◆ INSTRUCTIONS FOR THE TASK ◆
Revise the rows from the start through the line containing "[90,214,800,245]", swapping "textual query" for "written prompt" and leaving everything else unchanged.
--- RECORDS FOR PROCESSING ---
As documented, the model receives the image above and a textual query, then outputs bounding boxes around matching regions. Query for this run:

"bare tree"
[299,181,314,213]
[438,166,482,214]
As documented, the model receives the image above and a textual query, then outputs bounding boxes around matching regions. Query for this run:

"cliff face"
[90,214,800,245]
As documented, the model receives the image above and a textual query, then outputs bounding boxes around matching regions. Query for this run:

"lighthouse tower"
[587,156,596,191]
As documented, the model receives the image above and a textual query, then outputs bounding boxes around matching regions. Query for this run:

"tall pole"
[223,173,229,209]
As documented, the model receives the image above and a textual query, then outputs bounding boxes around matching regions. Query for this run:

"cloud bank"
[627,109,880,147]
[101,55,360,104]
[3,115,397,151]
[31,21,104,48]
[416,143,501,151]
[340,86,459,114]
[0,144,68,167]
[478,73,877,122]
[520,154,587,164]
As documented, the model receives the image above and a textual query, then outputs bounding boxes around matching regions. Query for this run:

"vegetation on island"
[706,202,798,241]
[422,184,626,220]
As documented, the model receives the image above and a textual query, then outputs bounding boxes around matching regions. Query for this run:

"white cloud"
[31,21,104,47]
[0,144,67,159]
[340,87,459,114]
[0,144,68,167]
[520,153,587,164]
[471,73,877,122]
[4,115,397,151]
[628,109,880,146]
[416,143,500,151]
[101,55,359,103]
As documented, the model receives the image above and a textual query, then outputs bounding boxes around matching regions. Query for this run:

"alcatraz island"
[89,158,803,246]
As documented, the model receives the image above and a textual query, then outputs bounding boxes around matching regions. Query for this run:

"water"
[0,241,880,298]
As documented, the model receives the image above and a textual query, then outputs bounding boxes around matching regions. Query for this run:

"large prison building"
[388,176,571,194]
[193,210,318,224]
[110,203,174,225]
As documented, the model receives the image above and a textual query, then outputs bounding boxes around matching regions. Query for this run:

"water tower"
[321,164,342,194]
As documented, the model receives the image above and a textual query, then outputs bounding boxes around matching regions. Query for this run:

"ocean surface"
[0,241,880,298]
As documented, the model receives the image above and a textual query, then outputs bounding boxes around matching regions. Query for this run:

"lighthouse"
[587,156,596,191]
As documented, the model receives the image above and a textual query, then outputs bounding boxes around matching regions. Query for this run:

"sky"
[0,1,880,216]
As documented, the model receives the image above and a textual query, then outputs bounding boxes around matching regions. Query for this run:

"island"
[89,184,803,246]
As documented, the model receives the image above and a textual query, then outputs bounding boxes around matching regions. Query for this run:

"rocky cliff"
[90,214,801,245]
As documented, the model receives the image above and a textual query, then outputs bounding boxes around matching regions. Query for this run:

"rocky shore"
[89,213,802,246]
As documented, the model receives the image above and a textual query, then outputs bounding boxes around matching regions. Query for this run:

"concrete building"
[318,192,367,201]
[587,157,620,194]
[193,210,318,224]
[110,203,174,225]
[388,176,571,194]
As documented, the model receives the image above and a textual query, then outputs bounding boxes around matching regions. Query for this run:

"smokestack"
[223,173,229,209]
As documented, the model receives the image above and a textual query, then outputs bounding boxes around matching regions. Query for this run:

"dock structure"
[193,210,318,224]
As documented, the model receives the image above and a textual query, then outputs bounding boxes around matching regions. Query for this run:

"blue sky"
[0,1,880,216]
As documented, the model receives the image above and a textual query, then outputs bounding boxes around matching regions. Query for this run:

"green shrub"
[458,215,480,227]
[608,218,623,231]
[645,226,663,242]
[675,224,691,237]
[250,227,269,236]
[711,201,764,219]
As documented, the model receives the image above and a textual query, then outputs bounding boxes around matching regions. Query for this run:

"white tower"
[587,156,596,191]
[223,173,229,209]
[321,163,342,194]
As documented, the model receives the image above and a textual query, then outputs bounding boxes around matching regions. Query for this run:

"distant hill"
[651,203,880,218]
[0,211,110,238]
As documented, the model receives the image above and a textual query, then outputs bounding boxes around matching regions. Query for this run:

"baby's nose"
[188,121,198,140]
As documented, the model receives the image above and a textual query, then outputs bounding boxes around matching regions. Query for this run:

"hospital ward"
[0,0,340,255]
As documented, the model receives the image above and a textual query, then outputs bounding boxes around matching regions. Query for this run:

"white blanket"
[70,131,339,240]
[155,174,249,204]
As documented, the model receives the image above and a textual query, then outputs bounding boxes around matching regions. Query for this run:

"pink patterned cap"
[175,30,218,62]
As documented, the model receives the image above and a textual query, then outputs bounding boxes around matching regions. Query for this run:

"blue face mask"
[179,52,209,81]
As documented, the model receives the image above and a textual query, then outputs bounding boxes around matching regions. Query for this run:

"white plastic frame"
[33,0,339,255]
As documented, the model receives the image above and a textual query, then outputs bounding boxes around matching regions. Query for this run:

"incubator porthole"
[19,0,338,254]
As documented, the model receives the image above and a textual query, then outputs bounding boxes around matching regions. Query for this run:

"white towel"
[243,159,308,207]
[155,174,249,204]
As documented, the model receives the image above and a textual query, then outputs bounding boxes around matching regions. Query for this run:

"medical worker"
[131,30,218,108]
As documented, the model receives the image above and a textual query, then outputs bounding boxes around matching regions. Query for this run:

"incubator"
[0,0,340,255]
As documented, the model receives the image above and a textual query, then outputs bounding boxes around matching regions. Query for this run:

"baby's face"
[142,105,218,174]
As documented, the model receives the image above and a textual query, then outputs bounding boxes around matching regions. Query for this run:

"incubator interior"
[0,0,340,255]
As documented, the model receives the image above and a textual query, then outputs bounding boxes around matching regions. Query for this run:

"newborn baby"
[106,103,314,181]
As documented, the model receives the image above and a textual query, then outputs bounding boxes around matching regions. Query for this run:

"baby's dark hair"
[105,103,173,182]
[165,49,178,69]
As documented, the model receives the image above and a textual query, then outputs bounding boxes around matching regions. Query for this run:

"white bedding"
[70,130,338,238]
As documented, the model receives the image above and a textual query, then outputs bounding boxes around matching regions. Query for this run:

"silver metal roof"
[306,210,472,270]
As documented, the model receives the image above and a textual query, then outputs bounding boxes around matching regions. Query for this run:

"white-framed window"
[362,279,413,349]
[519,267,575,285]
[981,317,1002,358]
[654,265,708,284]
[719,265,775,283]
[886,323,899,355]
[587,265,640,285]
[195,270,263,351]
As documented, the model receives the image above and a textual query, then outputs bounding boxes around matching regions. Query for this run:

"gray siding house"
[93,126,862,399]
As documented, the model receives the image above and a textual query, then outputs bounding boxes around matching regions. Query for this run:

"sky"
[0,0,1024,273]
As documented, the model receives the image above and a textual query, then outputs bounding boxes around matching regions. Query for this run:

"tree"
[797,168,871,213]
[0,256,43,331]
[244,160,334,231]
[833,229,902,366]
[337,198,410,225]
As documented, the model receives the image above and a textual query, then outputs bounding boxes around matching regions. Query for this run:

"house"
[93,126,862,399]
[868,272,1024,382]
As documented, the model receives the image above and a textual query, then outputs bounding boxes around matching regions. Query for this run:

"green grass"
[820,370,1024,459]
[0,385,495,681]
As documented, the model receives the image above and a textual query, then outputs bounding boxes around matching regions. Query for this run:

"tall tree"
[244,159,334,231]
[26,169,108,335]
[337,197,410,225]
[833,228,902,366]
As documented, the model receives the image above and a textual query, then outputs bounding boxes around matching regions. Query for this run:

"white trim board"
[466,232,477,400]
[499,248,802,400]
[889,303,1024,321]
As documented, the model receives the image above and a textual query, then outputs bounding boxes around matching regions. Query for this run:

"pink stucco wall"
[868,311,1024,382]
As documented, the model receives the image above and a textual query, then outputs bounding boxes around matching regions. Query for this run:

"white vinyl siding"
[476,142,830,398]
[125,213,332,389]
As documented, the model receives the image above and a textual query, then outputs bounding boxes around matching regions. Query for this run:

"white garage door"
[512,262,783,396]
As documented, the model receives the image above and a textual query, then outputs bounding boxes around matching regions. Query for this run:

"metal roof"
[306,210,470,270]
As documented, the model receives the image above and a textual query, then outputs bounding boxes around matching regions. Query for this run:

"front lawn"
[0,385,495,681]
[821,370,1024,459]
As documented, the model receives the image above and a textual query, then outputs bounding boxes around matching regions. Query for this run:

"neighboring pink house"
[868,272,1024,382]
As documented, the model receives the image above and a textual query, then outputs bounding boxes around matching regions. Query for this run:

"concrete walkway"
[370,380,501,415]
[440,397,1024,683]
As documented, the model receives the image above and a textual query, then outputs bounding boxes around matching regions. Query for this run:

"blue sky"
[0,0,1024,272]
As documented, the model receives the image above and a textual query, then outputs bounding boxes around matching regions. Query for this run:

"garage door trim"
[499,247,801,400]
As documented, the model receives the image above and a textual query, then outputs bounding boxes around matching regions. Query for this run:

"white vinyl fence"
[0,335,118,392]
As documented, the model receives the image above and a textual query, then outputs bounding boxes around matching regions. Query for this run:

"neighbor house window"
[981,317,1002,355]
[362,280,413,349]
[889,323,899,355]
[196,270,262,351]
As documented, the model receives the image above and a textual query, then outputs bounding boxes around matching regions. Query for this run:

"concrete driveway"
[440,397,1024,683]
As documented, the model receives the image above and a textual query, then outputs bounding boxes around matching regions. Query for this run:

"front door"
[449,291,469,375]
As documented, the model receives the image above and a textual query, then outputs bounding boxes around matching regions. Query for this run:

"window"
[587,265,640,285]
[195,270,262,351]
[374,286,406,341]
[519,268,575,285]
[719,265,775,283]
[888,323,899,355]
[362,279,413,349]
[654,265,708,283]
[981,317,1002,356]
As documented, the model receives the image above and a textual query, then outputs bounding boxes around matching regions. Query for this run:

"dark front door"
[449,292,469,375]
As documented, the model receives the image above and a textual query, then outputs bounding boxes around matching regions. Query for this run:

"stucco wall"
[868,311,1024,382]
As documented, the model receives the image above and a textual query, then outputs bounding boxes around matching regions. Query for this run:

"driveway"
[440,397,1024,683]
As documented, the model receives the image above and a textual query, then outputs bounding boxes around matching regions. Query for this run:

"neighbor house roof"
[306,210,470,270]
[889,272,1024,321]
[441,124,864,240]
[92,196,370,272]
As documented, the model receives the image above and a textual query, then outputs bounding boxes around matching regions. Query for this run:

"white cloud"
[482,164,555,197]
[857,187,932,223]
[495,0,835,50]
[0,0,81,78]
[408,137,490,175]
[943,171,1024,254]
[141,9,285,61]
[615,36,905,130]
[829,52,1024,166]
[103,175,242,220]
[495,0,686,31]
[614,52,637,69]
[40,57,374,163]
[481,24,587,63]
---
◆ ANSWER TO THIS EXERCISE ◆
As documented, the model receives the image above and a written prompt, then outputs bounding boxes around matching regions. Query for this run:

"bare tree"
[299,181,314,213]
[438,166,482,214]
As documented, the model receives the image above and a written prompt, then outputs bounding boxes around matching regions. Query for this run:

"cliff face"
[90,214,800,245]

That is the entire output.